#### Instructions:
a) Duplicate the part of the Shopify product-linking passage below that opens with the words containing "Now you want" and closes with "product’s own page.".
b) Pick up the Shopify product-linking passage below at its last sentence and keep writing from there.

You have a product that comes in 3 options. Maybe 3 colors of the same handbag, or 3 scents of the same candle, or 3 fabrics of the same sofa cushion. Each option has its own Shopify product page because you wanted separate photos, separate descriptions, and separate URLs for each one.

Now you want something specific: on each product page, you want a row of image buttons showing the other options. Not plain text links. Not a dropdown menu. Actual product images as selectable buttons, with the option name displayed underneath. When a customer clicks one, it takes them to that product’s own page.
This comes up constantly in the Shopify community. Merchants describe it in different ways: “variant buttons that link to other product pages,” “image swatches that redirect to a different product,” “clickable variant images that open a new product.” The request is always the same. Connect separate products visually so customers can switch between them like they would switch between variants.
Shopify does not do this out of the box. Its variant selector only works within a single product. If your options are separate products, there is no native way to show image buttons that link between them. You either need custom Liquid code or an app that handles the linking for you.

#### Provided information:
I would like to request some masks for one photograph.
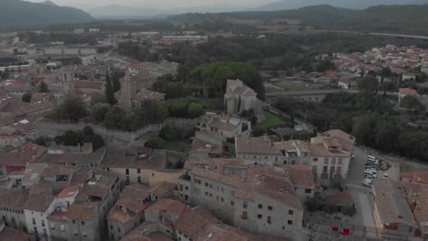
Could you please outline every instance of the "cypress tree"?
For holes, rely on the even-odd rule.
[[[115,94],[113,92],[111,80],[110,80],[108,70],[106,71],[106,98],[107,99],[107,102],[112,106],[118,103],[118,101],[115,98]]]

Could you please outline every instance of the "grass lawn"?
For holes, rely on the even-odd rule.
[[[165,141],[165,149],[170,151],[184,152],[190,148],[188,140]]]
[[[263,128],[268,129],[272,126],[285,124],[287,122],[277,115],[274,115],[270,112],[265,112],[265,120],[256,125],[253,129]]]

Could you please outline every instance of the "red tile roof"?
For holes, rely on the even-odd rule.
[[[400,88],[399,91],[400,94],[417,94],[417,92],[416,90],[410,88]]]

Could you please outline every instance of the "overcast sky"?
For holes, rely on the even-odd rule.
[[[34,2],[41,2],[44,0],[26,0]],[[278,0],[51,0],[60,6],[70,6],[79,8],[93,8],[110,4],[125,6],[146,6],[162,9],[174,8],[188,8],[199,6],[238,6],[240,8],[265,5]]]

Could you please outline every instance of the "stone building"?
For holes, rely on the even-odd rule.
[[[291,237],[301,232],[303,207],[294,187],[268,165],[190,160],[184,171],[179,180],[180,200],[256,233]]]

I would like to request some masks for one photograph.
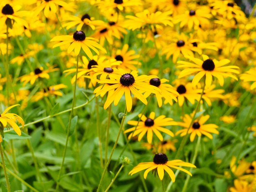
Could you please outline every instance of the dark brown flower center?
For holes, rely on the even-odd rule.
[[[110,21],[109,22],[108,22],[108,25],[109,25],[110,26],[114,25],[115,24],[115,22],[114,22],[114,21]]]
[[[83,21],[85,19],[88,19],[89,20],[91,20],[91,17],[88,14],[86,13],[83,16],[82,18],[81,18],[81,20]]]
[[[107,31],[108,31],[108,29],[107,28],[104,28],[103,29],[100,31],[99,32],[101,33],[103,33],[105,32],[107,32]]]
[[[192,125],[192,127],[195,129],[198,129],[200,128],[200,124],[198,122],[194,123]]]
[[[198,46],[198,44],[196,43],[196,42],[192,42],[192,45],[193,45],[193,47],[197,47]]]
[[[183,94],[184,93],[186,93],[186,89],[184,85],[181,85],[177,87],[177,91],[179,94]]]
[[[105,67],[103,69],[103,71],[104,71],[104,72],[106,72],[106,73],[109,74],[113,73],[113,71],[114,71],[113,69],[111,67]]]
[[[126,74],[121,76],[120,78],[120,83],[124,86],[128,87],[135,82],[135,79],[132,75],[130,74]]]
[[[87,68],[88,69],[90,69],[94,65],[98,65],[98,63],[96,61],[92,59],[89,62],[88,65],[87,65]]]
[[[179,0],[173,0],[173,4],[177,6],[180,3],[180,1]]]
[[[153,78],[150,80],[149,83],[155,87],[159,87],[161,85],[161,81],[159,78]]]
[[[76,31],[73,34],[73,38],[76,41],[83,41],[85,39],[85,34],[82,31]]]
[[[145,121],[144,123],[145,126],[146,126],[147,127],[151,127],[154,125],[154,123],[154,123],[154,120],[150,118],[148,118]]]
[[[41,69],[40,69],[39,68],[36,68],[34,70],[34,73],[36,75],[38,75],[38,74],[40,74],[42,73],[43,71]]]
[[[6,4],[2,9],[2,13],[4,15],[12,15],[14,11],[11,5]]]
[[[115,0],[114,2],[117,4],[121,4],[124,2],[123,0]]]
[[[211,71],[215,68],[215,65],[211,59],[208,59],[204,61],[202,67],[205,71]]]
[[[233,7],[234,7],[234,4],[232,2],[229,2],[227,4],[227,6]]]
[[[116,60],[117,60],[117,61],[120,61],[122,62],[124,61],[124,58],[123,58],[123,57],[122,57],[120,55],[118,55],[116,56],[116,57],[115,57],[115,58],[116,59]]]
[[[183,47],[185,45],[185,42],[182,40],[178,40],[176,43],[177,46],[179,47]]]
[[[189,11],[189,15],[190,16],[193,16],[195,15],[195,11],[194,11],[193,10],[190,10],[190,11]]]
[[[153,161],[155,164],[165,164],[168,161],[168,158],[165,154],[159,153],[155,155]]]

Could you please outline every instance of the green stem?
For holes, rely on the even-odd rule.
[[[202,98],[204,94],[204,90],[205,87],[205,80],[204,78],[204,85],[203,85],[203,88],[202,89],[202,93],[201,93],[201,95],[200,96],[200,99],[198,100],[198,102],[196,105],[196,107],[195,107],[195,113],[194,113],[193,116],[192,118],[192,120],[191,120],[191,122],[190,123],[189,126],[188,127],[188,130],[186,132],[186,135],[185,135],[184,137],[183,137],[182,141],[181,142],[181,143],[180,145],[180,147],[179,147],[179,149],[178,149],[178,150],[177,151],[177,153],[176,153],[176,155],[175,156],[175,159],[176,159],[177,158],[179,157],[180,154],[182,150],[183,150],[184,149],[184,145],[185,145],[185,144],[186,143],[186,140],[188,138],[188,136],[189,135],[188,134],[188,133],[189,132],[189,130],[190,127],[191,127],[192,124],[193,124],[193,123],[194,122],[194,121],[195,121],[195,115],[196,114],[196,113],[198,112],[198,110],[199,109],[199,106],[200,106],[200,103],[201,102],[201,100],[202,100]]]
[[[9,178],[8,175],[6,171],[6,167],[5,166],[5,163],[4,162],[4,153],[3,153],[3,150],[2,147],[2,143],[0,143],[0,154],[1,154],[1,159],[2,159],[2,167],[4,170],[4,177],[6,180],[6,184],[7,185],[7,190],[8,192],[11,192],[11,186],[9,183]]]
[[[116,179],[117,179],[117,176],[118,176],[118,175],[119,174],[120,172],[121,172],[123,168],[124,168],[124,165],[121,165],[121,167],[120,167],[120,169],[119,169],[119,170],[118,170],[118,171],[117,173],[117,174],[116,174],[116,175],[115,175],[114,178],[113,178],[113,179],[111,181],[111,182],[109,185],[107,189],[106,189],[106,190],[104,191],[104,192],[107,192],[108,191],[108,190],[109,190],[109,189],[111,187],[111,186],[115,182],[115,181],[116,180]]]
[[[157,42],[155,40],[155,37],[153,38],[154,38],[154,45],[155,45],[155,49],[157,50],[157,57],[158,57],[158,61],[159,61],[159,63],[160,64],[160,68],[159,68],[159,72],[160,72],[160,75],[159,76],[159,77],[160,78],[161,78],[163,77],[163,70],[164,70],[164,66],[163,65],[163,61],[160,56],[160,55],[159,54],[159,51],[158,50],[158,49],[157,48]]]
[[[76,98],[76,83],[77,82],[77,72],[78,71],[78,61],[79,60],[79,54],[77,56],[77,58],[76,59],[76,79],[75,80],[75,83],[74,85],[74,93],[73,95],[73,101],[72,102],[72,107],[71,107],[71,112],[70,112],[70,118],[68,122],[68,126],[67,130],[67,138],[66,139],[66,143],[65,144],[65,147],[64,147],[64,152],[63,152],[63,157],[62,158],[62,161],[61,162],[61,167],[60,168],[60,171],[58,175],[58,177],[57,178],[57,184],[56,185],[56,191],[58,191],[59,187],[59,181],[61,178],[61,172],[62,172],[62,169],[63,169],[63,166],[64,165],[64,162],[65,161],[65,157],[66,156],[66,152],[67,152],[67,142],[68,141],[68,139],[70,137],[70,127],[71,126],[71,120],[72,119],[72,116],[73,116],[73,112],[74,111],[74,108],[75,106],[75,101]]]
[[[2,164],[1,164],[1,163],[0,163],[0,166],[2,167],[3,168],[4,167],[3,165]],[[28,184],[27,183],[26,181],[25,181],[24,180],[23,180],[22,179],[21,179],[19,176],[17,175],[16,174],[15,174],[13,172],[12,172],[10,170],[9,170],[8,168],[6,168],[6,170],[11,175],[12,175],[14,177],[15,177],[17,179],[19,180],[20,181],[21,183],[22,183],[23,184],[24,184],[25,185],[27,186],[27,187],[28,187],[29,188],[30,188],[32,191],[34,191],[35,192],[39,192],[39,191],[38,191],[36,189],[35,189],[32,186],[31,186],[30,185]]]
[[[107,125],[107,129],[106,130],[106,139],[105,144],[105,163],[106,166],[107,164],[107,159],[108,159],[108,137],[109,136],[109,128],[110,127],[110,122],[111,121],[111,114],[112,110],[111,105],[108,107],[108,125]]]
[[[97,192],[99,192],[101,186],[101,185],[102,184],[102,181],[103,181],[103,179],[104,179],[104,177],[105,176],[105,174],[107,172],[107,170],[108,170],[108,165],[109,165],[110,161],[111,161],[111,159],[112,158],[112,156],[113,154],[114,154],[114,152],[115,151],[115,150],[117,147],[117,142],[118,142],[118,140],[119,139],[119,137],[120,136],[120,134],[122,131],[123,129],[123,126],[124,125],[124,121],[125,120],[126,118],[126,115],[127,114],[127,110],[126,109],[126,105],[125,107],[124,110],[124,115],[123,116],[123,118],[122,118],[122,121],[121,122],[121,124],[120,126],[120,127],[119,128],[119,131],[118,132],[118,134],[117,134],[117,139],[116,140],[116,141],[115,143],[115,144],[114,145],[114,146],[112,148],[112,150],[111,151],[111,153],[110,153],[110,156],[109,156],[109,158],[108,160],[108,162],[107,162],[107,164],[105,165],[105,168],[104,170],[103,171],[103,173],[102,173],[102,175],[101,175],[101,180],[100,181],[99,183],[99,186],[98,186],[98,188],[97,189]]]
[[[101,129],[99,127],[99,103],[98,102],[98,98],[96,98],[96,105],[95,106],[95,109],[96,111],[96,127],[97,129],[97,133],[98,133],[98,137],[99,137],[99,156],[101,162],[101,167],[104,167],[103,165],[103,158],[102,157],[102,143],[101,143]]]
[[[201,137],[198,137],[198,142],[196,143],[196,146],[195,146],[195,154],[194,154],[194,156],[193,156],[193,159],[192,159],[192,162],[191,163],[193,165],[195,164],[195,160],[196,159],[196,157],[197,156],[198,154],[198,149],[199,148],[199,145],[200,145],[200,141],[201,141]],[[192,170],[192,168],[191,168],[189,172],[191,172]],[[186,181],[185,181],[185,183],[183,185],[183,188],[182,189],[182,192],[185,192],[186,188],[188,187],[188,185],[189,184],[189,180],[190,180],[190,178],[191,176],[190,175],[188,174],[186,176]]]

#### Final answers:
a)
Now you want something specific: on each product page, you want a row of image buttons showing the other options. Not plain text links. Not a dropdown menu. Actual product images as selectable buttons, with the option name displayed underneath. When a customer clicks one, it takes them to that product’s own page.

b)
This guide shows you how to set it up without code, using image swatches that connect your separate products together.
Why Shopify’s variant selector does not work for this
Shopify’s built-in variant selector is designed for one product with multiple options. When you add Color as an option to a product and create variants for Red, Blue, and Green, the selector lets customers switch between them on the same page. The URL stays the same (with a variant parameter appended). The product page stays the same. Only the selected variant changes.
This works fine when all your options are truly variants of a single product. But it breaks down when each option is its own product.
Here is why merchants end up with separate products instead of variants:
Each option needs its own photo gallery. With variants under one product, all images pile into a single gallery. A customer looking at the blue version scrolls past photos of red and green. Separate products let each option have a clean, focused gallery.
Each option needs its own SEO. “Blue leather handbag” and “red leather handbag” are different search queries. Separate products mean separate URLs, separate titles, and separate meta descriptions. Each one can rank in Google independently.
Each option has a unique description. The blue version is made with Italian leather. The red version uses a different supplier. When options have meaningfully different details, separate product pages let you tell each story properly.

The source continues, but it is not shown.